• Provided text:
Anita Levy, a senior program officer in the AAUP Department of Academic Freedom, Tenure & Governance, said the UNC Board of Trustees' initial failure to offer tenure to Pulitzer Prize-winning journalist Nikole Hannah-Jones persuaded the AAUP to appoint the Special Committee on Governance and Related Issues.

She said the ideal outcome of the report would be to assess and clarify the recent actions of the UNC System's governing bodies, specifically regarding governance, academic freedom and institutional racism — especially because one of the AAUP’s main goals is the advancement of academic freedom and shared governance.

“The AAUP has followed critical events and actions over the past few years in the University of North Carolina system and at UNC-Chapel Hill with growing concern,” Levy said in a statement. “These events appear to represent an evident pattern of departures from principles of academic governance and of persistent institutional racism in the UNC system and on the part of its governing boards.“

The investigation will focus on the UNC System as a whole, but history professor Jay Smith — the vice president of the UNC-Chapel Hill chapter of the AAUP — said he thinks it is clear the University is taking center stage.

• Requirements:
**a)** Based on the excerpt on the AAUP and UNC, what are the answers to these?
(i) What position does Anita Levy hold at the AAUP?
(ii) Which committee did the AAUP appoint?
(iii) What role does Jay Smith have in the UNC-Chapel Hill chapter of the AAUP?
**b)** Can you rewrite the excerpt on the AAUP and UNC from "The investigation will" up to and including "taking center stage.", putting "inquiry" in place of "investigation"?
The records are separate material, unconnected to the excerpt on the AAUP and UNC.

• Data records:

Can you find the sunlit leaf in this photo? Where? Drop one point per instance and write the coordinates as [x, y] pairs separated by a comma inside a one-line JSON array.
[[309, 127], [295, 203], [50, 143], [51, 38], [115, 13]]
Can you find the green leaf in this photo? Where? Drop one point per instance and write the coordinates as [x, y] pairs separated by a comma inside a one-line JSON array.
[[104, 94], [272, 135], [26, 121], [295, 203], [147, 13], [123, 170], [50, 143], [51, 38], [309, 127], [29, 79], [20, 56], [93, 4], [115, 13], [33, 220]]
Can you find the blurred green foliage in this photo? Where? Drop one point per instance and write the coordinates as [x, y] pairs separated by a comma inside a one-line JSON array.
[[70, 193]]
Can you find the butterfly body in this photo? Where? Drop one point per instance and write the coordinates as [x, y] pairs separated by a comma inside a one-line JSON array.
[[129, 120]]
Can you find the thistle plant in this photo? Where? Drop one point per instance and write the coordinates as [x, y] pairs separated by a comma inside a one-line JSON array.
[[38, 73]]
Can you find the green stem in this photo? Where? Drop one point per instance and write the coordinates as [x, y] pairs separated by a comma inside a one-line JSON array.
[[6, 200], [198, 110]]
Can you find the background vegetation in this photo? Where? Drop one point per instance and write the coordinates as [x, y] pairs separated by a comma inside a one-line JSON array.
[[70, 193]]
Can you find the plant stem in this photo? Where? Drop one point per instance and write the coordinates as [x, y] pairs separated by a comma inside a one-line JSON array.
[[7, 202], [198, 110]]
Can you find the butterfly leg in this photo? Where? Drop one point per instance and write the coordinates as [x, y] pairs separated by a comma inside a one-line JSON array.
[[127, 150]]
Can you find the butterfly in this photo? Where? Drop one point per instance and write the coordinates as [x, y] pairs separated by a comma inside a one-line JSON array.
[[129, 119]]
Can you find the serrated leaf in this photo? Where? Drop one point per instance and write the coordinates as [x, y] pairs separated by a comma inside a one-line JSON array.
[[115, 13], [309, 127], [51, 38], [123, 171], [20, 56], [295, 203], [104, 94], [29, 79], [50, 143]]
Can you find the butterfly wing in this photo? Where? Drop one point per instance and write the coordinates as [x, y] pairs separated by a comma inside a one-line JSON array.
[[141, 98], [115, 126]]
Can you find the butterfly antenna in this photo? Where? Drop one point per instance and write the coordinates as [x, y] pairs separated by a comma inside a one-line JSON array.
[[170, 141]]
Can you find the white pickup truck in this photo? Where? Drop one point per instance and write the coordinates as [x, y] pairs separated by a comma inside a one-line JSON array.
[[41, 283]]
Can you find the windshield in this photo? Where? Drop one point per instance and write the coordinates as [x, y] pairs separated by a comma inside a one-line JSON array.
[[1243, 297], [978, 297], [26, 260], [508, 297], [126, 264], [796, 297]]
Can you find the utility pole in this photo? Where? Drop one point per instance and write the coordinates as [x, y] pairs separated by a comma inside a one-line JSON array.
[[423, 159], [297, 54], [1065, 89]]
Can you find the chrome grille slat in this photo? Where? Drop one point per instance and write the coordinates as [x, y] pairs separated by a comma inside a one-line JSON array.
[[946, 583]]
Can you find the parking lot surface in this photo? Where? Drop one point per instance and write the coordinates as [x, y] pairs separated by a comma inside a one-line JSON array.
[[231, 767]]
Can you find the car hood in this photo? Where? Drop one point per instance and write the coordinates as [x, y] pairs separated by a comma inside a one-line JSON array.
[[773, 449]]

• Per-task outputs:
**a)**
(i) She is a senior program officer in the AAUP Department of Academic Freedom, Tenure & Governance.
(ii) The Special Committee on Governance and Related Issues.
(iii) He is its vice president.

**b)**
The inquiry will focus on the UNC System as a whole, but history professor Jay Smith — the vice president of the UNC-Chapel Hill chapter of the AAUP — said he thinks it is clear the University is taking center stage.